Какие-то черты академика Верейского я в чем-то невольно, а в чем-то и сознательно взял у генерала медицинской службы, одного из ученых с мировым именем, Алексея Дмитриевича Сперанского.
Какой это был так и просившийся в литературу образ! Остается лишь горько пожалеть, что никому, и мне в том числе, не посчастливилось написать его во всю ширь и глубь так, как он того заслуживал…
Не забуду бессонную ночь в «Стреле», мчащейся в Ленинград, станцию Любань, по перрону которой мы прохаживались промозглой ночью, и Сперанского, мучимого сомнениями, — он был одинок после смерти жены и ехал в Ленинград, где его, вместе с делами, поверх всех дел, нетерпеливо ждало свидание с женщиной, которую он любил давно и которая его тоже давно любила. Но время идет, у Сперанского уже были взрослые дети, да и он сам был сильно не первой молодости…
Родился еще в прошлом веке, в 1888 году; уже в 1911 году окончил Казанский университет; с двадцатого года был уже профессором Иркутского университета, с двадцать третьего стал сотрудником Ивана Петровича Павлова; был директором Института нормальной и патологической физиологии; ему принадлежат многие знаменитейшие труды учения о нервной системе.

▶ **ПЕРЕЧЕНЬ ЗАПИСЕЙ**
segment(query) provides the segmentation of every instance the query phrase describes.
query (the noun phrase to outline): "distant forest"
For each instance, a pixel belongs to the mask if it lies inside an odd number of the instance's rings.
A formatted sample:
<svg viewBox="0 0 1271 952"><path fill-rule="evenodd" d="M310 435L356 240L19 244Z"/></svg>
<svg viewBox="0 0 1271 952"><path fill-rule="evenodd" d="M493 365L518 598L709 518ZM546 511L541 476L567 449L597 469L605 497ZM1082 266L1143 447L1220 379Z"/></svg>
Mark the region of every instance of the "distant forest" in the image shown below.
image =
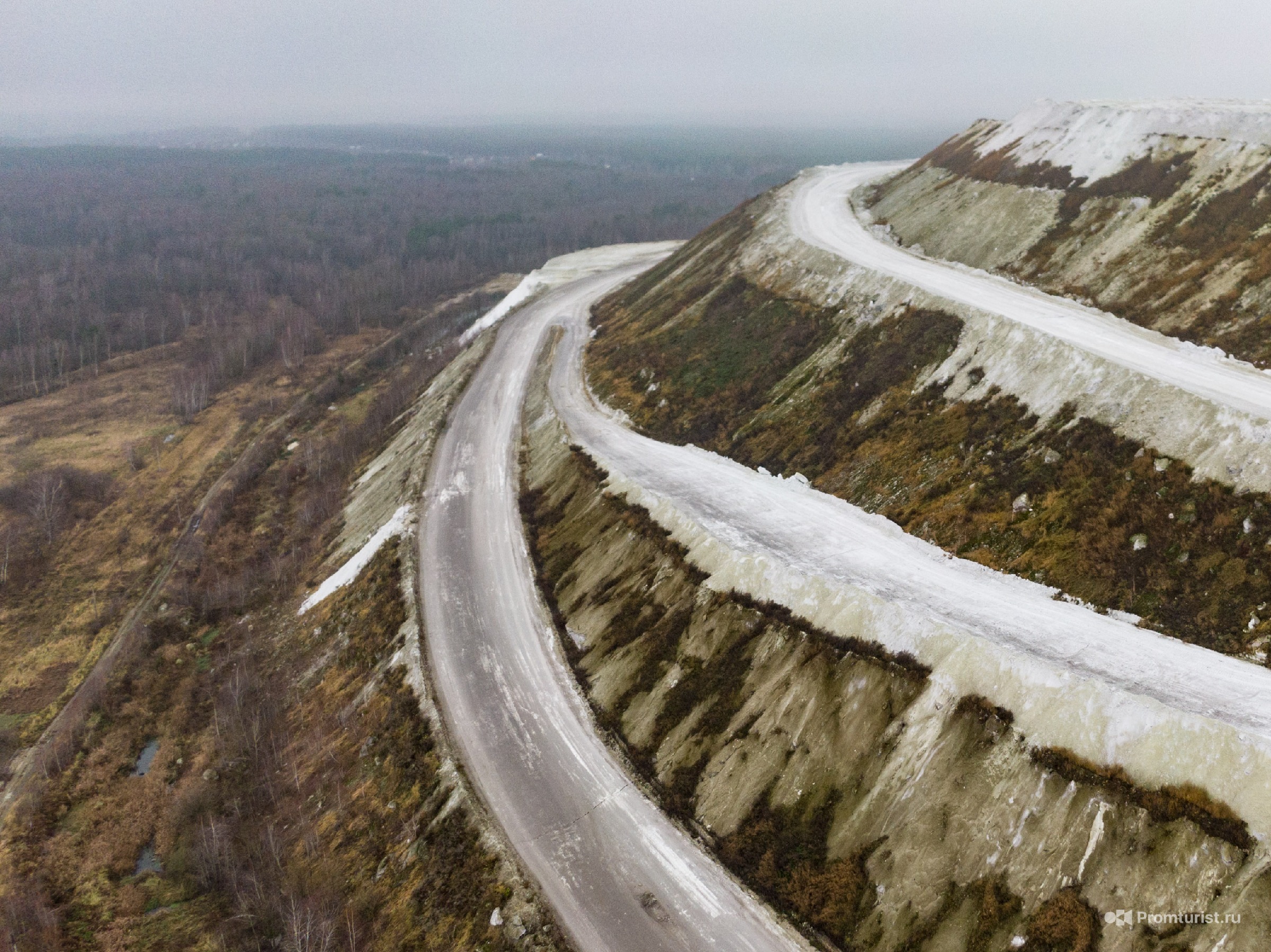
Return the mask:
<svg viewBox="0 0 1271 952"><path fill-rule="evenodd" d="M255 139L0 149L0 400L192 329L188 374L215 390L500 272L689 238L803 165L919 147L639 131Z"/></svg>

▶ **ЧТО СДЕЛАТЬ**
**a)** Воспроизведите без изменений часть отрывка о Сперанском между словами «Какие-то черты академика» и «Алексея Дмитриевича Сперанского.» включительно.
**b)** В каком году Сперанский окончил Казанский университет, согласно отрывку о нем?

▶ **ОТВЕТЫ К ЗАДАНИЯМ**
**a)**
Какие-то черты академика Верейского я в чем-то невольно, а в чем-то и сознательно взял у генерала медицинской службы, одного из ученых с мировым именем, Алексея Дмитриевича Сперанского.

**b)** В 1911 году.